### Text extract
########################################
WOW that looks great, you've made a beautiful job of that. I love the finish.


----------



## Flatband (Dec 18, 2009)

Thanks Mart,
real dicey frame too shoot though! I think I might have taken this one a little too close to the edge as far as tolerances. Forks might be too close to the deck and I think I may have made the throat too narrow for a "Through the throat" style(which is what I like). No real problem though, I can just make her into an "over the top" style which will give more clearance and less slap. Extremely fast set-up and very accurate. I really like the extra stability a Starship gives you. It really helps an Aimer type shooter which I am.I already have the next one halfway done. This one will be a full over the top attachment style-Prongs forward design-cool!!! Flatband


----------



## Martin (Jan 17, 2010)

I would like to make one of these, my only concern is the wrist brace. Ive tried several commercial 
wrist braced designs. I find them way to uncomfortable to shoot with the brace, I always end up removing
the brace or giving the slingshot away.
Do you have any suggestions to get around this? Any help would be appreciated.
Martin


----------



## John-Boy (Oct 15, 2010)

Martin said:


> I would like to make one of these, my only concern is the wrist brace. Ive tried several commercial
> wrist braced designs. I find them way to uncomfortable to shoot with the brace, I always end up removing
> the brace or giving the slingshot away.
> Do you have any suggestions to get around this? Any help would be appreciated.
########################################
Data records
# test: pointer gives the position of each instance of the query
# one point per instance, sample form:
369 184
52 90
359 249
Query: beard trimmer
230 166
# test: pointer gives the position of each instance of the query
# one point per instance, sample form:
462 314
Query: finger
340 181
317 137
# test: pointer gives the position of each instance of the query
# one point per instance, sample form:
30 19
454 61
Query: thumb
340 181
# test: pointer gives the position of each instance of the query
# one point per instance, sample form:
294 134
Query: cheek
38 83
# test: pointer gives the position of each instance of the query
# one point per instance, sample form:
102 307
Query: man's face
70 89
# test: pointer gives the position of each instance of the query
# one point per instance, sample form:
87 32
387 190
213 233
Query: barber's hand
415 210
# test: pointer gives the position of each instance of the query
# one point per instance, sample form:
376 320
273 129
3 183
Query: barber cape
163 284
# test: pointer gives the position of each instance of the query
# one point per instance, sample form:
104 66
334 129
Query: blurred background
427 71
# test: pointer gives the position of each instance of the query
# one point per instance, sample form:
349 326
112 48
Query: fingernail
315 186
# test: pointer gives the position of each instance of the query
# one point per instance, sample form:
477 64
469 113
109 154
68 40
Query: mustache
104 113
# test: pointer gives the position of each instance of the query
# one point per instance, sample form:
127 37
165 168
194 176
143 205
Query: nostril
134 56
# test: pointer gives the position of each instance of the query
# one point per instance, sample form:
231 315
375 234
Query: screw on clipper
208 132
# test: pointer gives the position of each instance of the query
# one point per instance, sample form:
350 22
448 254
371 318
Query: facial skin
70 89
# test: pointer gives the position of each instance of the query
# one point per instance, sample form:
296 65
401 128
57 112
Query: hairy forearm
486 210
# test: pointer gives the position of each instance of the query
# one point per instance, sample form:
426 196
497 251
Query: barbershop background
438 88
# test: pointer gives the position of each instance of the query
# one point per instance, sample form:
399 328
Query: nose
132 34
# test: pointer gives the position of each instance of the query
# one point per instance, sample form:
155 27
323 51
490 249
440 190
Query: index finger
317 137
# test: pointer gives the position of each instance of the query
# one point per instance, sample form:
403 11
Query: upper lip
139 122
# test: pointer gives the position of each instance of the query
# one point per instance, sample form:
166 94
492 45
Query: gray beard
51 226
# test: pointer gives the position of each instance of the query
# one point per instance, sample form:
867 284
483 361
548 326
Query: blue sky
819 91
########################################
### Challenge 1
Transcribe everything in the slingshot forum thread from "## Martin (Jan" down to "(Oct 15, 2010)".
### Challenge 2
In the slingshot forum thread, which attachment style does Flatband say he likes?

### Task answer 1
## Martin (Jan 17, 2010)

I would like to make one of these, my only concern is the wrist brace. Ive tried several commercial 
wrist braced designs. I find them way to uncomfortable to shoot with the brace, I always end up removing
the brace or giving the slingshot away.
Do you have any suggestions to get around this? Any help would be appreciated.
Martin


----------



## John-Boy (Oct 15, 2010)

### Task answer 2
The "Through the throat" style.